[Stored records]
....................
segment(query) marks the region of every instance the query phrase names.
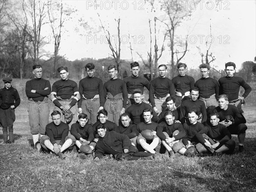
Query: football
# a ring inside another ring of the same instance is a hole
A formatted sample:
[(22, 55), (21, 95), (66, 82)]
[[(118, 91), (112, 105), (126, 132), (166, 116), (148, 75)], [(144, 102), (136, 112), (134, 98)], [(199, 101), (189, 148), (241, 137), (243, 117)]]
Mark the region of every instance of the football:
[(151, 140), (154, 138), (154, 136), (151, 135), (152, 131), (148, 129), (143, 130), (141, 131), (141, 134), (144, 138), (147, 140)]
....................
Brief: Rewrite every row above with "instance" swapped for "object" and nothing else altered. Omit the pictures from your answer.

Response to this exercise:
segment(query) marks the region of every object the query phrase names.
Query: football
# a ring inside another ring of the same object is a hole
A formatted sample:
[(22, 55), (21, 95), (66, 82)]
[[(118, 91), (112, 105), (126, 132), (166, 116), (148, 75)], [(144, 102), (136, 112), (134, 98)], [(199, 101), (189, 148), (241, 137), (243, 117)]]
Mark the region of every object of the football:
[(151, 140), (154, 138), (154, 136), (151, 135), (152, 131), (148, 129), (143, 130), (141, 131), (141, 134), (144, 138), (147, 140)]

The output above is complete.